[Extrait du texte]
=-=-=-=-=
Pour comprendre l’impact du numérique sur l’environnement, il faut une vision globale des effets induits sur l’ensemble du cycle de vie des technologies numériques. Si les avancées numériques ne sont pas sans conséquence, elles apportent de réelles solutions permettant de mieux préserver l’environnement. Etude de l'AdN pour Digital Wallonia.

L'Agence du Numérique a été mandatée en 2021, par le Ministre de l'Economie et du Numérique, pour la réalisation d'une étude sur les impacts environnementaux et climatiques des outils numériques en vue de proposer des pistes de recommandations, dans le cadre de Digital Wallonia.

Ce dossier divisé en plusieurs articles présente les différentes parties de l'étude :

Saisir toutes les opportunités du numérique pour une Wallonie plus durable


Dans le dossier Green Deal européen et numérique, l’Agence du Numérique a souligné l’importance pour la Wallonie d’exploiter le potentiel que représente la double transition numérique et écologique. Cette interdépendance s’impose comme un défi au profit de la création de valeur, de la diversité des emplois et de la prospérité économique des entreprises wallonnes.

Il ne faut cependant pas perdre de vue que le secteur du numérique est lui-même un grand consommateur d'énergie et de ressources naturelles.

Plus récemment, le Conseil de l’Union Européenne a formulé toute une série de conclusions à l’intention de la Commission européenne. Le Conseil définit le numérique comme un excellent levier pour accélérer la transition vers une économie circulaire, neutre pour le climat et plus résiliente.
=-=-=-=-=
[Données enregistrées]
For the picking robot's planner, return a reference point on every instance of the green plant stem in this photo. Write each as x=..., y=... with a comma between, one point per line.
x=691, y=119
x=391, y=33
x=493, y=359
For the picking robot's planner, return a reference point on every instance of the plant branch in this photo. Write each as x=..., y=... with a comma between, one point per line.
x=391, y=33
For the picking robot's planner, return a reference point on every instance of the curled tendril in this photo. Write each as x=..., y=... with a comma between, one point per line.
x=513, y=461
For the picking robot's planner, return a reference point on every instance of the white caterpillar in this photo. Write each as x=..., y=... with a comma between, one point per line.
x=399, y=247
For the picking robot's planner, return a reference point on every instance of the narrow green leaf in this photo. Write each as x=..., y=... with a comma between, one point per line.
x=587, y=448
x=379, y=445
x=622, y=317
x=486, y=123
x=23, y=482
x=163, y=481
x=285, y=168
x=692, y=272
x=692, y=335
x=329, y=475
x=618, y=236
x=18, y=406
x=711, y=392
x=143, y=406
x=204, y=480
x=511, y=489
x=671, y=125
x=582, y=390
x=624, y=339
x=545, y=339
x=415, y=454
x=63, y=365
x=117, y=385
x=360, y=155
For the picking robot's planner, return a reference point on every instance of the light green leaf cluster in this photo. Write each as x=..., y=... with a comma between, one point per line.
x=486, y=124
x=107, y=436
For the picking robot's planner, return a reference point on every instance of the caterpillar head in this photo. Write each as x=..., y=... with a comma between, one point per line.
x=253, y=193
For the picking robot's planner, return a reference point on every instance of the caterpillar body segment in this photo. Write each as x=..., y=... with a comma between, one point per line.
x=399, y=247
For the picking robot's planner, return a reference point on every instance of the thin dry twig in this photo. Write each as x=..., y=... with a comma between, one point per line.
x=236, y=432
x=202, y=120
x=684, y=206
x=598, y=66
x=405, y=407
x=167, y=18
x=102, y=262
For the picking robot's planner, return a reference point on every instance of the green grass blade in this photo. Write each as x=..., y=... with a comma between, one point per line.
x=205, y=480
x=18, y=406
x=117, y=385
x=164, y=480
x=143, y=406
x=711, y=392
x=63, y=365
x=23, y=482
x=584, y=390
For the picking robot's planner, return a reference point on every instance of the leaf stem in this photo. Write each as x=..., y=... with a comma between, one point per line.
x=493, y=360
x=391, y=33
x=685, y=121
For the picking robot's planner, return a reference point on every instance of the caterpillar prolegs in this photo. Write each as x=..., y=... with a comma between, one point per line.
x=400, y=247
=-=-=-=-=
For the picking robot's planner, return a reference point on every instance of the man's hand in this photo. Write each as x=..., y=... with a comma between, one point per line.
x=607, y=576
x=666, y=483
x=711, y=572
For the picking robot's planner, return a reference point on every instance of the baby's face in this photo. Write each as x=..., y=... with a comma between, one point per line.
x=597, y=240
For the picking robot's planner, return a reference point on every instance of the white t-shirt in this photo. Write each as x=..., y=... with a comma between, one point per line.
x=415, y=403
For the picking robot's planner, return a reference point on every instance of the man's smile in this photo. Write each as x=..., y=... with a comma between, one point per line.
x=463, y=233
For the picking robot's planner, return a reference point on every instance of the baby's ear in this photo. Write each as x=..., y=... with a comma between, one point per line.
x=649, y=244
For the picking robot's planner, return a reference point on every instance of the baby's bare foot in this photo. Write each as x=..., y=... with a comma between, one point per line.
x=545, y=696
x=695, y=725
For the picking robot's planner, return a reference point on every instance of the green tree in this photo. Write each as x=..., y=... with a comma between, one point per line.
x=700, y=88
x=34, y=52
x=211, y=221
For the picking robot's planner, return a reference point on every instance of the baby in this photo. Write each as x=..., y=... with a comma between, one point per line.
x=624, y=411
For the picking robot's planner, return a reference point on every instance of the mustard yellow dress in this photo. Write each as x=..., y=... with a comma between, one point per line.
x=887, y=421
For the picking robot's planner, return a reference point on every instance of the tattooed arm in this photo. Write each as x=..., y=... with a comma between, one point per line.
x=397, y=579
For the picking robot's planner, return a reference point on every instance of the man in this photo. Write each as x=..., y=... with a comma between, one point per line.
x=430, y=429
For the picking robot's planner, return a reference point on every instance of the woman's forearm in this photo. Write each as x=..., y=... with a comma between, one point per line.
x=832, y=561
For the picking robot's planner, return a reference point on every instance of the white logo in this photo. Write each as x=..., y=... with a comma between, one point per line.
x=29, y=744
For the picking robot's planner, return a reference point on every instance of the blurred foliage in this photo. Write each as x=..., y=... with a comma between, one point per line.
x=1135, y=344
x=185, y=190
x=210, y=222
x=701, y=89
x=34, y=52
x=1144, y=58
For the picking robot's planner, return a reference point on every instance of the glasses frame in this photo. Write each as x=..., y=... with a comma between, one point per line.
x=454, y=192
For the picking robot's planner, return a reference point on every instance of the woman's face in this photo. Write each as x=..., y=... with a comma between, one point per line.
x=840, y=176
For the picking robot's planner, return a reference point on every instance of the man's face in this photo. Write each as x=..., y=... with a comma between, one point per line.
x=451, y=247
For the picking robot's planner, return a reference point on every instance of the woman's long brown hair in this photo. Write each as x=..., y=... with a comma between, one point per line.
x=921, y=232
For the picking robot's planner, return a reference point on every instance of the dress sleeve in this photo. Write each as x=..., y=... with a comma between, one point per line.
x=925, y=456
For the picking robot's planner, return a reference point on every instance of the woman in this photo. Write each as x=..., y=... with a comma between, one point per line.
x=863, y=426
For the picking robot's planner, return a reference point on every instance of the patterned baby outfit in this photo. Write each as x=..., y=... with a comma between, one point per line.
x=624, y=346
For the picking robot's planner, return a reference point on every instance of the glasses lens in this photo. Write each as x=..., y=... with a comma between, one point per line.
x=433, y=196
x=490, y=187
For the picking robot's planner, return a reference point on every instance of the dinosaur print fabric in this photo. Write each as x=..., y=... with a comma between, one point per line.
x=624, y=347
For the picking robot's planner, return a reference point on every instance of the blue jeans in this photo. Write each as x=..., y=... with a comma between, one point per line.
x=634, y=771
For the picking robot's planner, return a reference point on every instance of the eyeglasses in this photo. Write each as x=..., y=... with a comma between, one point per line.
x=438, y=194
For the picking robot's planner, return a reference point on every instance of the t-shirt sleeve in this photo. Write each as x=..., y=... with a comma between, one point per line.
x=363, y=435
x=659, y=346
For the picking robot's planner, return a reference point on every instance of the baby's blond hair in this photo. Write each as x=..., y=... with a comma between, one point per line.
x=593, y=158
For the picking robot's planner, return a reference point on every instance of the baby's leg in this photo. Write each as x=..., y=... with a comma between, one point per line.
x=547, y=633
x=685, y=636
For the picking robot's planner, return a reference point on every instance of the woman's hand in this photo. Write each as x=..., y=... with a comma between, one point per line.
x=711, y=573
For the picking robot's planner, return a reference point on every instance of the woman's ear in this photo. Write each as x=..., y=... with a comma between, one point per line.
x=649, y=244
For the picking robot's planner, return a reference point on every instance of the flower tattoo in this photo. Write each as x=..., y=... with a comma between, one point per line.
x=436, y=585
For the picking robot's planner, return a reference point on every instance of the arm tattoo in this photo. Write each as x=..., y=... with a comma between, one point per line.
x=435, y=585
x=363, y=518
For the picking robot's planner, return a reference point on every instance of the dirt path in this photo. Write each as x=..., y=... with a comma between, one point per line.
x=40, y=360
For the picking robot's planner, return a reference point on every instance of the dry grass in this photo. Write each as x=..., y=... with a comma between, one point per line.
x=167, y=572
=-=-=-=-=
[Consignes] Dans le texte sur le numérique et l'environnement, reprenez le passage qui va de "Dans le dossier" jusqu'à "de ressources naturelles." inclus, en mettant "croissance" à la place de "prospérité". On n'a pas besoin des données enregistrées pour ce travail.

[Résultat]
Dans le dossier Green Deal européen et numérique, l’Agence du Numérique a souligné l’importance pour la Wallonie d’exploiter le potentiel que représente la double transition numérique et écologique. Cette interdépendance s’impose comme un défi au profit de la création de valeur, de la diversité des emplois et de la croissance économique des entreprises wallonnes.

Il ne faut cependant pas perdre de vue que le secteur du numérique est lui-même un grand consommateur d'énergie et de ressources naturelles.